=== Input ===

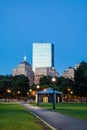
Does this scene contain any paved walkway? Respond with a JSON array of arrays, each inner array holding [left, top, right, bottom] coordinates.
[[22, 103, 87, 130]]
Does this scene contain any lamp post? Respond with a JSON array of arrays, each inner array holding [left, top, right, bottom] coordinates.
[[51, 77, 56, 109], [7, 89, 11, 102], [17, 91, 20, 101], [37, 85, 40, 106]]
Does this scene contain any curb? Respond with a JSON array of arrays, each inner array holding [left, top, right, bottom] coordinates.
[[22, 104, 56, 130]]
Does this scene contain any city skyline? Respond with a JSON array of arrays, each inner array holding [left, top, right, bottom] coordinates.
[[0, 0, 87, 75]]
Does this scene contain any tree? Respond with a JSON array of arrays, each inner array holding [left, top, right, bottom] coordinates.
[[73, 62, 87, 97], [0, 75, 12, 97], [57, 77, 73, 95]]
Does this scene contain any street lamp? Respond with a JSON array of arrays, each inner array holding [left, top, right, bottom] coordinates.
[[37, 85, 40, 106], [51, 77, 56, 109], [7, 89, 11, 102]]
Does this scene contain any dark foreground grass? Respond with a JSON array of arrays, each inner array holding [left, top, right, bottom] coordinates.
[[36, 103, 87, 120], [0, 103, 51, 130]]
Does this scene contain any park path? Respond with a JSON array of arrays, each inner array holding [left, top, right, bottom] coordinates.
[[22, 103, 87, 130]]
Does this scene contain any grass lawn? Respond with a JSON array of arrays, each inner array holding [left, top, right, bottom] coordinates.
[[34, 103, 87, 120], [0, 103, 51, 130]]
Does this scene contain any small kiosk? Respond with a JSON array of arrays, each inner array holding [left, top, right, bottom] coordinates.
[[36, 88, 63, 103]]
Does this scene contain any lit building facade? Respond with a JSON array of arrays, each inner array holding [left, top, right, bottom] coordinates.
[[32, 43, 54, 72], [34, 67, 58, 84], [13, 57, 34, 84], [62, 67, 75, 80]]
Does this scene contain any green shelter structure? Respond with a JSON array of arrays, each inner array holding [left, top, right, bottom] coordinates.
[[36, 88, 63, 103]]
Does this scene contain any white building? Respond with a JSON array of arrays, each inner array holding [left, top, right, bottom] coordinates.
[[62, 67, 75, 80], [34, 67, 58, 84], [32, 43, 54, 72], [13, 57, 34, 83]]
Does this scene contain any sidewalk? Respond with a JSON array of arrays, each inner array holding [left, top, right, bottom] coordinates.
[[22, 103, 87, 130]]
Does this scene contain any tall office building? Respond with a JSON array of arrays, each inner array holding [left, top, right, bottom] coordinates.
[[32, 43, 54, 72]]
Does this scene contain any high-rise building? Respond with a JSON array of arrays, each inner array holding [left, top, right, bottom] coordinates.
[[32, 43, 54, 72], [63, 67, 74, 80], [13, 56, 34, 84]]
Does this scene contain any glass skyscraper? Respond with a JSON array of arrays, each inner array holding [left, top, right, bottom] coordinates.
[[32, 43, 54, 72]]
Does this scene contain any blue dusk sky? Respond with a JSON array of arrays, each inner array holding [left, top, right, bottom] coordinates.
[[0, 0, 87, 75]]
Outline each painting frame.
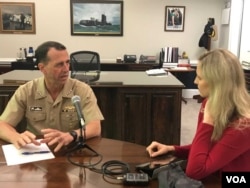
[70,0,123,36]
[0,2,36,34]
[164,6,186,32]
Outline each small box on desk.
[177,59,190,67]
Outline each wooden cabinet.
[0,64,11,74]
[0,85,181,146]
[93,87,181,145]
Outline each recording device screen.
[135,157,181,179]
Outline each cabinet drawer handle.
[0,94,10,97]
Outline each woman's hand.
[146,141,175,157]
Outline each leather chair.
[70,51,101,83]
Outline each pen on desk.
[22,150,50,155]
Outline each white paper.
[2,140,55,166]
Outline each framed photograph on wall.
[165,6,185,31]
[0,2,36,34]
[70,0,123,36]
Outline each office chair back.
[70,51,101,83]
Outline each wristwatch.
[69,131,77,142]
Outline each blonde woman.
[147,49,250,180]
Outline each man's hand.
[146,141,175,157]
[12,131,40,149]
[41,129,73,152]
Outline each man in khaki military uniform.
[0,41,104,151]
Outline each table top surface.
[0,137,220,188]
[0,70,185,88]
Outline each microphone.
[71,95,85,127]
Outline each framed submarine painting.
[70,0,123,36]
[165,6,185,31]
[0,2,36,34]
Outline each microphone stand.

=== Description of the task ===
Reproduce all of the data above, replacing every instance of "scene" with "image" and changing nothing else. Leave the pictures out.

=== Result of the task ===
Does this image contain any paved walkway? Respond with a JSON array of arrays, each inner array holding [left, top, right, bottom] coordinates.
[[22, 103, 87, 130]]
Does this image contain any lamp post? Respond with a JSON array of arrays, each inner array holding [left, top, right, bottom] coordinates.
[[51, 77, 56, 109], [7, 89, 11, 102], [17, 91, 20, 101], [37, 85, 40, 106]]
Does this image contain any curb? Respond with a JSON array of arrays, each inner array holding [left, top, right, bottom] coordinates.
[[22, 104, 56, 130]]
Does this image contain any city skyline? Respond with a JSON array of arrays, each inner array holding [left, top, right, bottom] coordinates.
[[0, 0, 87, 75]]
Does this image contain any tree? Respond with a JSON array of arrays, each inner array holding [left, top, right, bottom] coordinates.
[[73, 62, 87, 97], [0, 75, 12, 97], [57, 77, 73, 95]]
Does this image contain any street lamp? Respond with a JSON array of arrays, each inner array holding [left, top, right, bottom] coordinates.
[[37, 85, 40, 106], [51, 77, 56, 109], [7, 89, 11, 102]]
Does this image contain any dark foreground grass? Respond with a JSON array of arrays, each inner array holding [left, top, right, bottom] coordinates.
[[36, 103, 87, 120], [0, 103, 51, 130]]
Does this image contain any park path? Respond with a JSON array of arrays, each inner array holding [left, top, right, bottom] coordinates.
[[22, 103, 87, 130]]
Does this image contain any grass lawn? Respond with a JSON array of arrays, each inner array holding [left, top, right, bottom] coordinates.
[[34, 103, 87, 120], [0, 103, 51, 130]]
Does this image contain any small kiosk? Respond with a JSON array of arrays, each inner array holding [left, top, right, bottom] coordinates.
[[36, 88, 63, 103]]
Does this image contain any lit building facade? Respond with a JSON array of arrays, each inner array holding [left, top, right, bottom] coordinates.
[[32, 43, 54, 72], [34, 67, 58, 84], [13, 57, 34, 84], [62, 67, 75, 80]]
Does this image contain any green shelter structure? Respond with a JSON array of arrays, each inner array holding [left, top, right, bottom] coordinates.
[[36, 88, 63, 103]]
Does this image contain any white building? Respond with a JSON array of arrays, each inner array holding [left, top, right, bottom] coordinates.
[[62, 67, 75, 80], [34, 67, 58, 84], [32, 43, 54, 72], [13, 57, 34, 83]]
Does this image contain any sidewalk? Respond with a JSON array of arrays, each inner array holding [left, top, right, bottom] coordinates.
[[22, 103, 87, 130]]
Does this image contain any tall office building? Respond with a JSON array of arrays, each inner array holding [left, top, right, bottom] coordinates.
[[32, 43, 54, 72]]
Does this image contain any high-rise building? Respond with a JSON array of arrays, each inner array holding [left, top, right, bottom] coordinates.
[[32, 43, 54, 72], [63, 67, 74, 80], [13, 56, 34, 84]]
Does this image contain any glass skyscraper? Respond with a JSON array of arrays, each inner array holding [left, top, right, bottom] coordinates.
[[32, 43, 54, 72]]
Does this image contain any blue dusk sky? Respond with a JSON array of arrays, each inner array holding [left, top, right, bottom] coordinates.
[[0, 0, 87, 75]]
Outline each painting frame.
[70,0,123,36]
[0,2,36,34]
[164,6,186,32]
Outline each small box on desk.
[177,59,190,67]
Outline each wooden cabinet.
[0,64,11,74]
[0,85,181,146]
[93,87,181,145]
Outline each recording device screen.
[135,157,181,179]
Outline each cabinet drawer handle.
[0,94,10,97]
Outline each woman's hand.
[146,141,175,157]
Outline each leather chair.
[70,51,101,83]
Outline each pen on desk.
[22,150,50,155]
Outline each white paper.
[2,140,55,166]
Outline each framed photograph on wall.
[165,6,185,31]
[0,2,36,34]
[70,0,123,36]
Outline each office chair back.
[70,51,101,83]
Outline each wristwatch.
[69,131,77,142]
Outline each blonde woman.
[147,49,250,180]
Outline each man's hand.
[146,141,175,157]
[12,131,40,149]
[41,129,73,152]
Outline each man in khaki military uniform.
[0,41,104,151]
Outline each table top surface.
[0,137,220,188]
[0,70,185,88]
Outline each microphone.
[71,95,85,127]
Outline each framed submarine painting.
[70,0,123,36]
[165,6,185,31]
[0,2,36,34]
Outline each microphone stand.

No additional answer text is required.